The only complex case is handling calls to TIR functions: If there is a call to a TIR function and all the arguments are constants, then the TIR call itself can simply be evaluated at compile time.




## Pass Granularity

One of the design points when writing analysis or transformations is to the choose the granularity at which your pass would operate. Relax pass infrastructure enables developers to write passes at either Module, Function, DataflowBlock or TIR PrimFunc level. Choosing the right granularity can make it significantly easier to write your analyses and transformations. 

#### Module Pass
Module-level passes are designed to implement global analysis/optimizations, i.e. interprocedural optimizations (IPO), etc. Passes at this level have the full control of a given Relax IRModule including addition and deletion of functions. For example, [FuseOps pass](https://github.com/tlc-pack/relax/blob/relax/src/relax/transform/fuse_ops.cc#L776) which together with FuseTIR pass performs fusion in Relax is a module pass as it adds new functions to the IRModule.

#### Function Pass:
Function level passes are used to implement various intra-function optimizations for a given Relax IRModule. It fetches one function at a time from the function list in the IRModule for optimization. The scope of passes at this level is a Relax function. Therefore, we cannot add or delete a global function through these passes as they are not aware of the global information. For example, [FoldConstant pass](https://github.com/tlc-pack/relax/blob/relax/src/relax/transform/fold_constant.cc#L206) is a function pass as it performs constant folding within function scope.

◆ **Work required**:
In the excerpt on Relax pass granularity, at which four levels can developers write passes?

◆ **Given information**:
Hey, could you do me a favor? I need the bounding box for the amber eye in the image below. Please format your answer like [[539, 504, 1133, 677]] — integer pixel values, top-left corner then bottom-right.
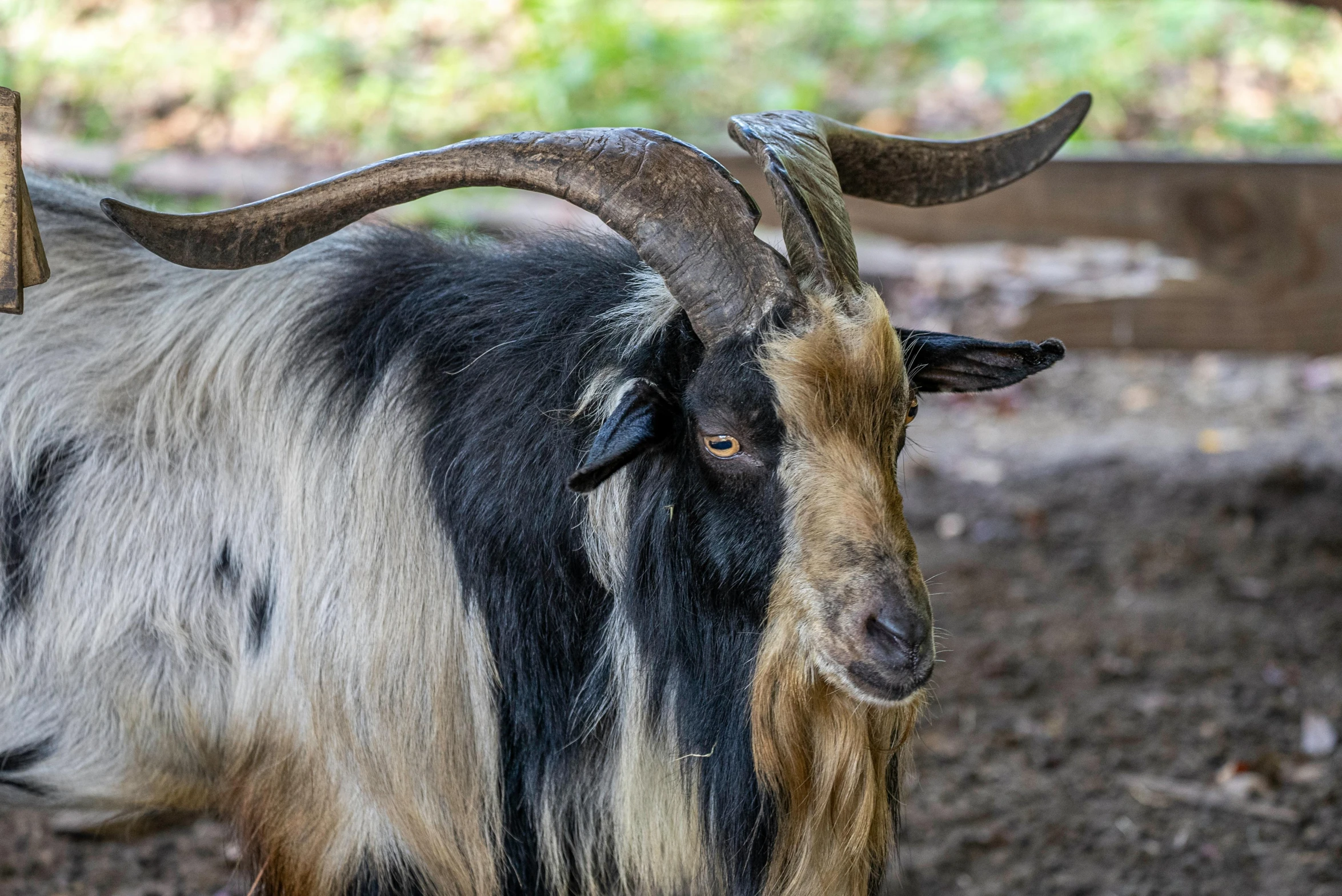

◆ **Worked solution**:
Module, Function, DataflowBlock, or TIR PrimFunc level.